Task details:
Write out the stretch of the forum thread on dog drives and aggression from "Other than size" through "saying come here.".

Excerpted passage:
That's a dog that worked many nights security and was involved in many situation where aggression was required from him. It is a stable social dog and also reacts on his own at the right time.


----------



## Jerry Lyda (Apr 4, 2006)

Sorry I don't see defense in that dog. I see prey in all his body language, I see a trained response of active aggression. Your idea of defense and mine are not the same. Nice dog, I like him.


----------



## Jerry Lyda (Apr 4, 2006)

Other than size what's the difference in these two dogs?

http://s71.photobucket.com/albums/i160/JerryLyda/?action=view&current=mymama.flv


----------



## Emilio Rodriguez (Jan 16, 2009)

The boston terrier is saying keep away, the pit is saying come here.


Jerry Lyda said:


> Sorry I don't see defense in that dog. I see prey in all his body language, I see a trained response of active aggression. Your idea of defense and mine are not the same. Nice dog, I like him.


Didn't you see my post (#11) where I said the same thing?


----------



## Jerry Lyda (Apr 4, 2006)

The Boston, Doodle Bug is saying," If I could reach that flesh I will bite it." I know, He has bitten me many times and he belongs to me. I'm keeping the flesh up out of his way. 

They are both in prey but a dog in prey will bite you. It's what is done to that dog after he has bitten that will throw him in fight or defense. The rott you showed in the other thread is in defense. Once he learns the game you are playing with him then he too will go to prey until you agress on him.

I think that the wording we are using means different things to you and I. That's OK, I can live with that.


----------



## Emilio Rodriguez (Jan 16, 2009)

Reading or misreading the boston from a vid doesn't mean much. I know what it takes to get the dog in front of me to work properly. The boston will never do it so it's a strange comparison to bring to the table as far as demonstrating a drive suitable for man work. Most likely he thinks your hand is the offending body part and doesn't perceive your person as his adversary, that's why it jumps up and wouldn't simply bite your legs. Probably stems from the terrier tendency to go after small game. A far cry from all the variables a protection dog has to deal with.

Record excerpts:
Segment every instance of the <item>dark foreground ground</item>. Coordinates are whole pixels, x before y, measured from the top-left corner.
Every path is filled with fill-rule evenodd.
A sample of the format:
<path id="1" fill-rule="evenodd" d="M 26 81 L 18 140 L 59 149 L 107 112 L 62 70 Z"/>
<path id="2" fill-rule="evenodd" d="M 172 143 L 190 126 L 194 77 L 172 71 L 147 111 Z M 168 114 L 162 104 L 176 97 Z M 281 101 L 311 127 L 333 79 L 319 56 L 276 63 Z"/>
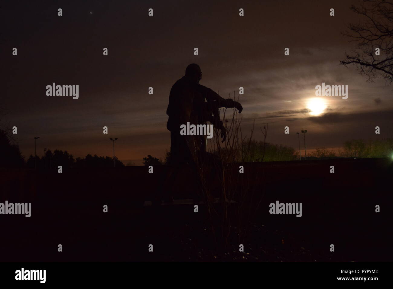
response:
<path id="1" fill-rule="evenodd" d="M 239 235 L 234 222 L 226 245 L 216 242 L 220 223 L 215 239 L 203 204 L 198 213 L 192 204 L 143 205 L 159 191 L 165 167 L 153 174 L 145 167 L 62 174 L 3 169 L 0 202 L 31 202 L 32 213 L 0 215 L 0 261 L 391 261 L 392 161 L 245 164 L 241 175 L 242 164 L 227 168 L 227 182 L 237 188 L 234 199 L 241 183 L 243 192 L 255 195 L 250 204 L 261 202 L 251 204 L 252 217 L 242 223 L 248 233 Z M 185 171 L 174 195 L 189 198 L 194 187 Z M 269 204 L 277 200 L 301 202 L 302 216 L 270 214 Z M 232 204 L 228 214 L 235 219 L 247 205 Z"/>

Result of the task:
Other than size what's the difference in these two dogs?

http://s71.photobucket.com/albums/i160/JerryLyda/?action=view&current=mymama.flv


----------



## Emilio Rodriguez (Jan 16, 2009)

The boston terrier is saying keep away, the pit is saying come here.